WHAT THE TASK ASKS: Count the lines in the records below that contain the word "blonde", and give only that number.

RECORDS FOR THIS EXERCISE:
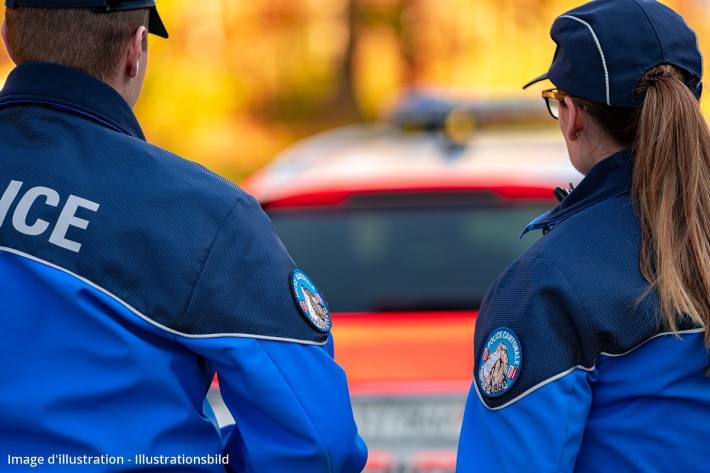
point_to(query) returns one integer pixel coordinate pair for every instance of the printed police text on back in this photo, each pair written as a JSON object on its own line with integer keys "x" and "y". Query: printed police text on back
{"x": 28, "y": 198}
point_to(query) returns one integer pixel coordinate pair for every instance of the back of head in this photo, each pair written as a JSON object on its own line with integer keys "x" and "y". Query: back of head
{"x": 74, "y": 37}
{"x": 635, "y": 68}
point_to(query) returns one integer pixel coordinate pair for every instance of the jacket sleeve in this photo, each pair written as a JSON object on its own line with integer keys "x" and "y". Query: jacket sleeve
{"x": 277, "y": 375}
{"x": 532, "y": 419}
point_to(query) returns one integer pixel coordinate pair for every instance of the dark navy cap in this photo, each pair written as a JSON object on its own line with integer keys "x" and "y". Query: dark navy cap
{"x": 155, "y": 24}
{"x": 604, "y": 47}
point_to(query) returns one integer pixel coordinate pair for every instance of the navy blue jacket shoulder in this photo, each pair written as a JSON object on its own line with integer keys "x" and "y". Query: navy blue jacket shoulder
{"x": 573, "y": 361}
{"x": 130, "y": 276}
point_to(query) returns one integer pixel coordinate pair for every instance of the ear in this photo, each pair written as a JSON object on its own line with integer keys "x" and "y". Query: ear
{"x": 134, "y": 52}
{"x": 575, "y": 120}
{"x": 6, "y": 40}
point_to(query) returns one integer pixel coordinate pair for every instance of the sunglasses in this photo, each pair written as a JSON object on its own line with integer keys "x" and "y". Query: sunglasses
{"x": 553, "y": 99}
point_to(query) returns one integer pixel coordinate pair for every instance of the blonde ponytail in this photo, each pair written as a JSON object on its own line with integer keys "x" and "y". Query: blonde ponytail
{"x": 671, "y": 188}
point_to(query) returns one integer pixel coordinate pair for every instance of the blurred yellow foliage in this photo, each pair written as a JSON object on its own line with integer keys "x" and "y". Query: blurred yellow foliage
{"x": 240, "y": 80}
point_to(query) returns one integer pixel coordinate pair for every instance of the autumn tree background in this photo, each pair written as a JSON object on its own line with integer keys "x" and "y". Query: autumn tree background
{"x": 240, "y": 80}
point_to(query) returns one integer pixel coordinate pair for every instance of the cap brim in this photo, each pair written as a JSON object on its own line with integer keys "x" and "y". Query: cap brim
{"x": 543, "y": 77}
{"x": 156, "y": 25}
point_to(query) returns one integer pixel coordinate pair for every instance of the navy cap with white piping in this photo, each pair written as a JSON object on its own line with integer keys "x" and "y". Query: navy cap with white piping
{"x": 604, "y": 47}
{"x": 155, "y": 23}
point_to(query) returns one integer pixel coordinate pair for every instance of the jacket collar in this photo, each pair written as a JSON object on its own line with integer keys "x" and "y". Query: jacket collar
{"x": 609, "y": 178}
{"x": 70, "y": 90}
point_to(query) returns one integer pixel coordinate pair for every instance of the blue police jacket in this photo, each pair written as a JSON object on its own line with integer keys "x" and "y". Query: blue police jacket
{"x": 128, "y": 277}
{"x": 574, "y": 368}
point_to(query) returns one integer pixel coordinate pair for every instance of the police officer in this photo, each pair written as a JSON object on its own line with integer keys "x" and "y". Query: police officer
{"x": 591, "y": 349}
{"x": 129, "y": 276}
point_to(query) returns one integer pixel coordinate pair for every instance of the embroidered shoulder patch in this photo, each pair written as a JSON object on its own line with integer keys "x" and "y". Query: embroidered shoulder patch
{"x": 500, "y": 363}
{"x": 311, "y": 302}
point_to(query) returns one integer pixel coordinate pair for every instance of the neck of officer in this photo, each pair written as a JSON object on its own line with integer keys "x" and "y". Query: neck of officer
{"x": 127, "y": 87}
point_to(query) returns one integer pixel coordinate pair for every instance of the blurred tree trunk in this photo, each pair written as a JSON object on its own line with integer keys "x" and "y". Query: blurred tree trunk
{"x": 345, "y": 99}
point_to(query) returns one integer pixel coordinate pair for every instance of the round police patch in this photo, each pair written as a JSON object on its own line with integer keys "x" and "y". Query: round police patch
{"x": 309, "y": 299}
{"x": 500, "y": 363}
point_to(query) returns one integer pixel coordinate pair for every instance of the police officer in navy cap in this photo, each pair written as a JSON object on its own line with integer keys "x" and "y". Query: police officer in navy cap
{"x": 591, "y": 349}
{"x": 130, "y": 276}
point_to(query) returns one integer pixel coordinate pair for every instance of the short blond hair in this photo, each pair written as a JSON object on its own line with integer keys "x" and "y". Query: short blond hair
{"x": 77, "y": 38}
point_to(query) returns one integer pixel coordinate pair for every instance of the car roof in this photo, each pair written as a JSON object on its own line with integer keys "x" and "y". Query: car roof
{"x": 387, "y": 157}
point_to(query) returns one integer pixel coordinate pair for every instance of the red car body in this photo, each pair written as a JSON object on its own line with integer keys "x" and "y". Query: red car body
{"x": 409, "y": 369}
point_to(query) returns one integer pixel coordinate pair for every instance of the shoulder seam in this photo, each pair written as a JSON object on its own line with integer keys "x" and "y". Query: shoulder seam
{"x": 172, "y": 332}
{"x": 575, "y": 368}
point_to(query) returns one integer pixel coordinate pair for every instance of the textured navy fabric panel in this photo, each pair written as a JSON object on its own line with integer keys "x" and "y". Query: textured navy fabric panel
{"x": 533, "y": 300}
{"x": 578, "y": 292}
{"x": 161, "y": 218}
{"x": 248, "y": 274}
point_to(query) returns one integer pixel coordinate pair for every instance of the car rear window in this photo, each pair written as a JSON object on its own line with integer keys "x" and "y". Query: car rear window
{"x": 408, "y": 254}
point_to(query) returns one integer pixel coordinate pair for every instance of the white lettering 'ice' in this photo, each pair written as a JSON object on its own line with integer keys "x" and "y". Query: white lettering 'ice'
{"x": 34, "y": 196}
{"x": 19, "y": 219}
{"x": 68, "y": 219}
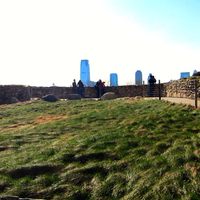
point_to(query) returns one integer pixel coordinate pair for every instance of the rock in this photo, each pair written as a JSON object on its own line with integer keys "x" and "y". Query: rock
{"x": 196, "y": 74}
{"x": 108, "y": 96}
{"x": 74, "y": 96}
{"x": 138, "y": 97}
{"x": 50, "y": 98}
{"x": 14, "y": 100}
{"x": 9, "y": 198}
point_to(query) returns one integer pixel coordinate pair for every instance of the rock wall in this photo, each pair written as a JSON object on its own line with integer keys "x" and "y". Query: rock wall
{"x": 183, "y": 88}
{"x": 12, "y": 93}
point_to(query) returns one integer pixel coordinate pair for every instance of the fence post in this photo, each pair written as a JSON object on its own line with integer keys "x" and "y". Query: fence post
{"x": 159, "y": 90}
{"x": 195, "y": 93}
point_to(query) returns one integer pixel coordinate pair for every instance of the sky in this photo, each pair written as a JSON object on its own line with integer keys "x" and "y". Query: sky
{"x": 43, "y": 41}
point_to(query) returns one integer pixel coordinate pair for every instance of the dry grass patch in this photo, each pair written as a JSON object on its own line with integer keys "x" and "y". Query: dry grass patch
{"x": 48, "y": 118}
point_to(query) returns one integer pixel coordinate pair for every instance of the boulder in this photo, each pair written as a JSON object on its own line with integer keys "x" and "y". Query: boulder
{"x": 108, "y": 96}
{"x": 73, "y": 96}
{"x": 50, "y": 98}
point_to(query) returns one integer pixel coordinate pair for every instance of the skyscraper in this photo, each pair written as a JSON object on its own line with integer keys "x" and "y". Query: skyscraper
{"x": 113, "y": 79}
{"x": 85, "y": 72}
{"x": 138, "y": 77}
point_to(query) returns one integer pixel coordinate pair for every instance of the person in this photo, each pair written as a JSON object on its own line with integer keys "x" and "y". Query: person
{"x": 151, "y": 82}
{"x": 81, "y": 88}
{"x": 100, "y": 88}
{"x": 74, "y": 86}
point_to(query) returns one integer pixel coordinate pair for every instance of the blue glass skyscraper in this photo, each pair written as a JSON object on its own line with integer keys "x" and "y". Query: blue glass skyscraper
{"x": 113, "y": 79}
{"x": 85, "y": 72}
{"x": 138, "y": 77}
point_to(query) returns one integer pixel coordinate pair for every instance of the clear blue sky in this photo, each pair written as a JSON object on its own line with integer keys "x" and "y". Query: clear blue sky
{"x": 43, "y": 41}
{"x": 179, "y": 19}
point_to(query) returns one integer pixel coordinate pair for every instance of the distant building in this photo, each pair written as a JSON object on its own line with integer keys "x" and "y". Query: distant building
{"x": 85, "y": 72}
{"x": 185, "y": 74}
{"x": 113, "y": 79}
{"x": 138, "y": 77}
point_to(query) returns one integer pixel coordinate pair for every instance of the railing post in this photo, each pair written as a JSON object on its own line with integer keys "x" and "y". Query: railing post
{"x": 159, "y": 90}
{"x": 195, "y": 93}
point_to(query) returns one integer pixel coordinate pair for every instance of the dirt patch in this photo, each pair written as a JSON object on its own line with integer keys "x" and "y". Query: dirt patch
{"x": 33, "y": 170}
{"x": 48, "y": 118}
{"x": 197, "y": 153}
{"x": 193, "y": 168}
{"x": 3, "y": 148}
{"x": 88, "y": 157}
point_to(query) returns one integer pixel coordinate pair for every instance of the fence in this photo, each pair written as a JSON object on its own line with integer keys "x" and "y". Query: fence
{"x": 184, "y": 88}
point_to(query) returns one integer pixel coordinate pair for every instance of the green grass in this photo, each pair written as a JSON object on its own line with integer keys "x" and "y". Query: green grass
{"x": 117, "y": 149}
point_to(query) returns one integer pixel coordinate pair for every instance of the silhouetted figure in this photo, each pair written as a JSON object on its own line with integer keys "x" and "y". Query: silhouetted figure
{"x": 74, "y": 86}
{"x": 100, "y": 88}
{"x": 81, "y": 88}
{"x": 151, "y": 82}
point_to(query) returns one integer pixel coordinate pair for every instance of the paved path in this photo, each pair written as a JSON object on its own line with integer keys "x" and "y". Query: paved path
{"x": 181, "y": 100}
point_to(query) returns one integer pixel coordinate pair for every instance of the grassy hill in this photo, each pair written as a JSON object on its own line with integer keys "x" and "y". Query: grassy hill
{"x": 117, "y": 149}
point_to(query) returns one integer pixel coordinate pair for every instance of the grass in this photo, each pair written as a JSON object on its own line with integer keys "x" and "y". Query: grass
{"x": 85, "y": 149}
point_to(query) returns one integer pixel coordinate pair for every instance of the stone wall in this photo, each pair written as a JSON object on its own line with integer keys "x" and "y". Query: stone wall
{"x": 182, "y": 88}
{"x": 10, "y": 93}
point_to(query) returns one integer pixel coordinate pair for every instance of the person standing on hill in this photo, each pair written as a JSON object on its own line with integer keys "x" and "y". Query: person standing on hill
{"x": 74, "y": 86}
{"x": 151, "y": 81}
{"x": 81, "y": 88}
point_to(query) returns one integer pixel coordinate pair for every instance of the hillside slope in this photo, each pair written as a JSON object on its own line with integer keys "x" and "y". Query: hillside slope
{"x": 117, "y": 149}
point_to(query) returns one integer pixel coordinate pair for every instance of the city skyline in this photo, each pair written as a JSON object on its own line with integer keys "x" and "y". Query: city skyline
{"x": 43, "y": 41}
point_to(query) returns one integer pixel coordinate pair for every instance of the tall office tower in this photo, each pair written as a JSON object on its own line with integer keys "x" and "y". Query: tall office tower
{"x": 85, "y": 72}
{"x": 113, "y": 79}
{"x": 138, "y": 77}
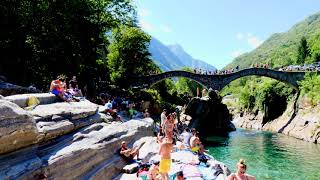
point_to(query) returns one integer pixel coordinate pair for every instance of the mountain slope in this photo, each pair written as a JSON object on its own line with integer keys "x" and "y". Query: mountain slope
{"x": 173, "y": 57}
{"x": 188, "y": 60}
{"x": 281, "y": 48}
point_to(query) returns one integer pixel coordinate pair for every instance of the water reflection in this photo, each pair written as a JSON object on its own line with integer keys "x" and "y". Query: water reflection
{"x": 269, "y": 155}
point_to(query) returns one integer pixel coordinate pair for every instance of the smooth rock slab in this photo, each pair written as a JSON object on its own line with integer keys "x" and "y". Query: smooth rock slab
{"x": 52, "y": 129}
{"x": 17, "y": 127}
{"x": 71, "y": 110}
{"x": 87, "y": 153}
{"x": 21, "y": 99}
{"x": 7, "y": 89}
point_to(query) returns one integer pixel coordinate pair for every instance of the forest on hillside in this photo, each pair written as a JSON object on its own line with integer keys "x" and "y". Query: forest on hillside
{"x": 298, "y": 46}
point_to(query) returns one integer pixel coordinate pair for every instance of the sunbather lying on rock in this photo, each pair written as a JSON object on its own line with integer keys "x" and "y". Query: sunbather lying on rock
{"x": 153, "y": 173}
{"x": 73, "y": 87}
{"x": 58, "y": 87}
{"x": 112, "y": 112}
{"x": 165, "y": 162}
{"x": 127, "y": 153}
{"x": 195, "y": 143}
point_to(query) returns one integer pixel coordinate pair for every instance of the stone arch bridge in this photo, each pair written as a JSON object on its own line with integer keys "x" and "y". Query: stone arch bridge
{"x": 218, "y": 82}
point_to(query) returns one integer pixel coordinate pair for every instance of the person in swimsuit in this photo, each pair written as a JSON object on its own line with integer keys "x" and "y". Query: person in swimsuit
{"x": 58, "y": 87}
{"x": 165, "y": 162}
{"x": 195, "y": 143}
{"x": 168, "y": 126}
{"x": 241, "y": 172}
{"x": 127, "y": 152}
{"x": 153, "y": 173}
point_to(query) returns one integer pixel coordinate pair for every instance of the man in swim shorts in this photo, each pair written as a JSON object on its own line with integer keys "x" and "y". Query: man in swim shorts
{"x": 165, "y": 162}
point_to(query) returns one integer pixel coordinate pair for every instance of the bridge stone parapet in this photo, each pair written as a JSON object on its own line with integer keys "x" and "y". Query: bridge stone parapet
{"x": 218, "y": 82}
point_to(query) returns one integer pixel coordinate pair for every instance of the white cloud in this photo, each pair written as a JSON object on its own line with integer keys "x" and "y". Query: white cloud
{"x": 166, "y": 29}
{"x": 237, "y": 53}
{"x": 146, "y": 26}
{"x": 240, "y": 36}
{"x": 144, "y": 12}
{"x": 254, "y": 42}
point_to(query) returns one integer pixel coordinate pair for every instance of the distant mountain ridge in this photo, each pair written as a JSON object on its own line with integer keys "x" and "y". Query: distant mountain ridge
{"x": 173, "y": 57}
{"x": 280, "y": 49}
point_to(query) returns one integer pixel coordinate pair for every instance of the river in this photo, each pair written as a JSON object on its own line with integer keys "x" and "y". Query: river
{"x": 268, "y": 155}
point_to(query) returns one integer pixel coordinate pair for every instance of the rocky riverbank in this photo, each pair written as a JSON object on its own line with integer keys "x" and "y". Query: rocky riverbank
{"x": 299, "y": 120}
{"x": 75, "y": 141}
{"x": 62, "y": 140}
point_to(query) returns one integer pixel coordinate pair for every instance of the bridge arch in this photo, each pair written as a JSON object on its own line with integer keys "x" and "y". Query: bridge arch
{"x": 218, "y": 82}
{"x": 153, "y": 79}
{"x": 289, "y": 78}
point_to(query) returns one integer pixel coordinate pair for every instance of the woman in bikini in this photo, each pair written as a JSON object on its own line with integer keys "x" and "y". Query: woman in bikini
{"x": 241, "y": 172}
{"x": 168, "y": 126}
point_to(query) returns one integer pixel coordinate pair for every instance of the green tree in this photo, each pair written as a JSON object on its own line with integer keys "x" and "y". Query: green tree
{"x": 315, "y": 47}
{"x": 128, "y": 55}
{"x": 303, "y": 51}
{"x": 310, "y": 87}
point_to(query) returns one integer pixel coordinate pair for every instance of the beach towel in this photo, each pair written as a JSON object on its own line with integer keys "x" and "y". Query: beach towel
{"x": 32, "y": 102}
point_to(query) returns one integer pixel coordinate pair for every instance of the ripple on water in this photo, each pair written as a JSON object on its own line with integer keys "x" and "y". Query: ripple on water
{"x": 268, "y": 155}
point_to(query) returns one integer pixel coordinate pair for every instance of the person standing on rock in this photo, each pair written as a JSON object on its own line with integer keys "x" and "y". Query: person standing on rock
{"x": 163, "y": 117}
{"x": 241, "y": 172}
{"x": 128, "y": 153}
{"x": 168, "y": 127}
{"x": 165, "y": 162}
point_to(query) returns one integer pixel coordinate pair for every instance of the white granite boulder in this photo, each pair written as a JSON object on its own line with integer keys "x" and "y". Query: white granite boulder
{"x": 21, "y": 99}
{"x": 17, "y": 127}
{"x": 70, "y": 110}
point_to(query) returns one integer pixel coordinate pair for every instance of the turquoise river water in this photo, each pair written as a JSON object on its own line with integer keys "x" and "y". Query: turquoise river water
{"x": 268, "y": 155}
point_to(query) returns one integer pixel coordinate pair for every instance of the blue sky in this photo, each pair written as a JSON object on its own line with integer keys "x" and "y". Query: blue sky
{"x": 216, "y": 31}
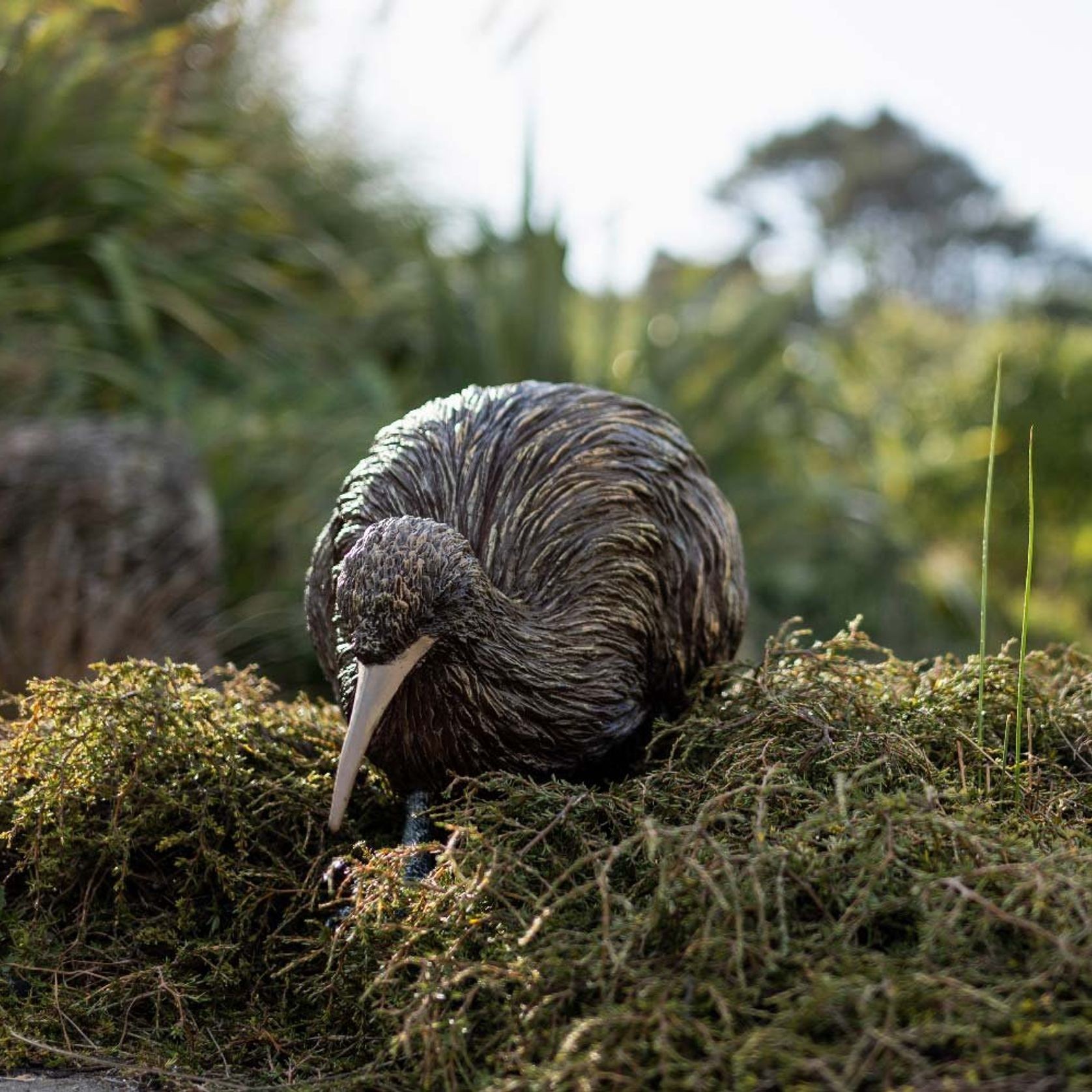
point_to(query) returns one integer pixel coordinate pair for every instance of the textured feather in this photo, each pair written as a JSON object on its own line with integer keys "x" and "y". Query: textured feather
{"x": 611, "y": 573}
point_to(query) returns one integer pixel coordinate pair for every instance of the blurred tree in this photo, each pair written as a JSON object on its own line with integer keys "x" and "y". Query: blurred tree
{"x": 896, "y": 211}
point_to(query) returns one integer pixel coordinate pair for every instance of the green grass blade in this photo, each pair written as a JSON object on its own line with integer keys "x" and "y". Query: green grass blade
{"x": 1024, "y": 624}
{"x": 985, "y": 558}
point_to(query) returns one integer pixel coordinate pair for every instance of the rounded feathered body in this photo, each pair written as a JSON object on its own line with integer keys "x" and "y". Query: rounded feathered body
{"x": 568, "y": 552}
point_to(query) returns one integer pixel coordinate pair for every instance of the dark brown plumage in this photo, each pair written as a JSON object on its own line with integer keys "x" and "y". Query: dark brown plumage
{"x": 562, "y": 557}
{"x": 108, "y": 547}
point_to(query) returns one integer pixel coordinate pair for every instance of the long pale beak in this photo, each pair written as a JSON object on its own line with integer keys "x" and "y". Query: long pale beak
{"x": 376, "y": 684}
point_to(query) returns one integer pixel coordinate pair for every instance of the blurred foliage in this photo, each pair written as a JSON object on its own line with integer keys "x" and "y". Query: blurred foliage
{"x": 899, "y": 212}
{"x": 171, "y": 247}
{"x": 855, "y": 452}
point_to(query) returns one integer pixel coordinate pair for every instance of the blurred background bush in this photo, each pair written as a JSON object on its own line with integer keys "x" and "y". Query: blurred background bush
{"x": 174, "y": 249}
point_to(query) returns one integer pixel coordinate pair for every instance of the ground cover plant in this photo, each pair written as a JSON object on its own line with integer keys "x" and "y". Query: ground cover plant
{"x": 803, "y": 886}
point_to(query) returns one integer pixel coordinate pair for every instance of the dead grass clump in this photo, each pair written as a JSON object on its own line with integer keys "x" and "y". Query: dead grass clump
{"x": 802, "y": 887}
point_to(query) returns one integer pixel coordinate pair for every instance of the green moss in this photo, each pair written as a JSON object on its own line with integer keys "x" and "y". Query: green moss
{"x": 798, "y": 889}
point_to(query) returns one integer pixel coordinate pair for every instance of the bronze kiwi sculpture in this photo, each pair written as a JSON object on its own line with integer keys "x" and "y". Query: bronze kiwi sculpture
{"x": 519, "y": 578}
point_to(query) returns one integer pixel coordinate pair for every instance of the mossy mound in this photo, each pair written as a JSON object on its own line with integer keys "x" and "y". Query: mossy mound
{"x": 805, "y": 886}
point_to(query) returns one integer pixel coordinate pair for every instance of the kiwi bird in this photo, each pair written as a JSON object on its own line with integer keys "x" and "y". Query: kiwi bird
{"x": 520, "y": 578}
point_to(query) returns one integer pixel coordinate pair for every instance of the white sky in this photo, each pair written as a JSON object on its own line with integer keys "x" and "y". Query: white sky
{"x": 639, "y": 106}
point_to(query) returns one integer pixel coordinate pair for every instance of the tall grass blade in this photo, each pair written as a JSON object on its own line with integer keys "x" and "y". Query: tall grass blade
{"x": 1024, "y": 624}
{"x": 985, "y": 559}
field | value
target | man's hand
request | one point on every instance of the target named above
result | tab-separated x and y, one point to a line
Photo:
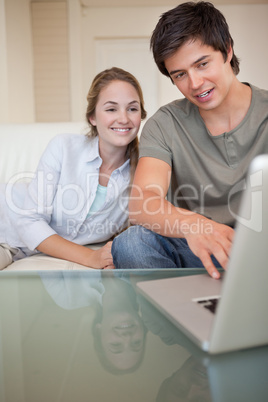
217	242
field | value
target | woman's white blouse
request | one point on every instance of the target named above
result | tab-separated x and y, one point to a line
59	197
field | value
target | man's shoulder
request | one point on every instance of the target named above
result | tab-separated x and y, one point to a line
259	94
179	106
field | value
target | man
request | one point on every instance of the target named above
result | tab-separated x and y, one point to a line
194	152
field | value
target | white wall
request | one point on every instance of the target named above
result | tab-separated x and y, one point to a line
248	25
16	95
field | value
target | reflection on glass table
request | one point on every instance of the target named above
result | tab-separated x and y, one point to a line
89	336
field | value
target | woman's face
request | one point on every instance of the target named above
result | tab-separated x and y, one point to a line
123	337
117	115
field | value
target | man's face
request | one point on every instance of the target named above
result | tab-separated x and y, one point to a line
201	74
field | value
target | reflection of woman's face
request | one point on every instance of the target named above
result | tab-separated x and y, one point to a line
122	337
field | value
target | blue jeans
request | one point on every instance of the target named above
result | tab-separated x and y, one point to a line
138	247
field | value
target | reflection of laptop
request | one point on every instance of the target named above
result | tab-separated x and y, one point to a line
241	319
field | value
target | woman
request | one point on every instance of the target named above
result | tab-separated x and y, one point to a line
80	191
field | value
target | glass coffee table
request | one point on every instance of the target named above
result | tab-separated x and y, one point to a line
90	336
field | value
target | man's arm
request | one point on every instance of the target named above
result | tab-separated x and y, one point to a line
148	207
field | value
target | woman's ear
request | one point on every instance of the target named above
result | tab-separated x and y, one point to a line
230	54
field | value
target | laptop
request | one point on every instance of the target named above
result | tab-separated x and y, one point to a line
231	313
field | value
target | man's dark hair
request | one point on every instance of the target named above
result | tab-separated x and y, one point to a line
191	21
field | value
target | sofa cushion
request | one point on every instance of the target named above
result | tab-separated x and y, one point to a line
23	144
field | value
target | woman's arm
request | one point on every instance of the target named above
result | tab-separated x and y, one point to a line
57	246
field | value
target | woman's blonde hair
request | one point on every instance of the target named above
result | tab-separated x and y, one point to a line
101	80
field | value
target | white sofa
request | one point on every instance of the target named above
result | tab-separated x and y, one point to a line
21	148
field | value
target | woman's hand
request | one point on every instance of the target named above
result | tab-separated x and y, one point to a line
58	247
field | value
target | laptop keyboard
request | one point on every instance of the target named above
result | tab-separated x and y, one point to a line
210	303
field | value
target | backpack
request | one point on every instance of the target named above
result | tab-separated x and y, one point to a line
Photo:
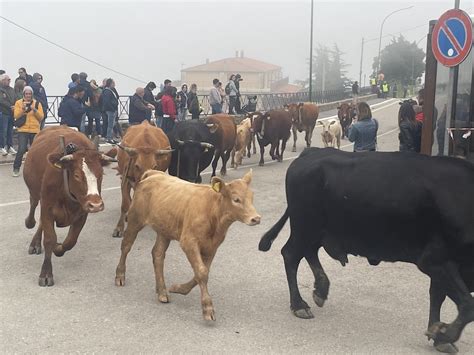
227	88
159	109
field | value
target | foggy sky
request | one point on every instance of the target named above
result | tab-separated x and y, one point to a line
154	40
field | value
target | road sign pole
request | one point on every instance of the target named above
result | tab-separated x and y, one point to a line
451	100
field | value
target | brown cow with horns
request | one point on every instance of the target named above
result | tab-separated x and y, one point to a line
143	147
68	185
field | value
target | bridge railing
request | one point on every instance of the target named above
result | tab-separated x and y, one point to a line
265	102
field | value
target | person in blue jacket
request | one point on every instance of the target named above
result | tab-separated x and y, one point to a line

EXERCISE RESULT: 2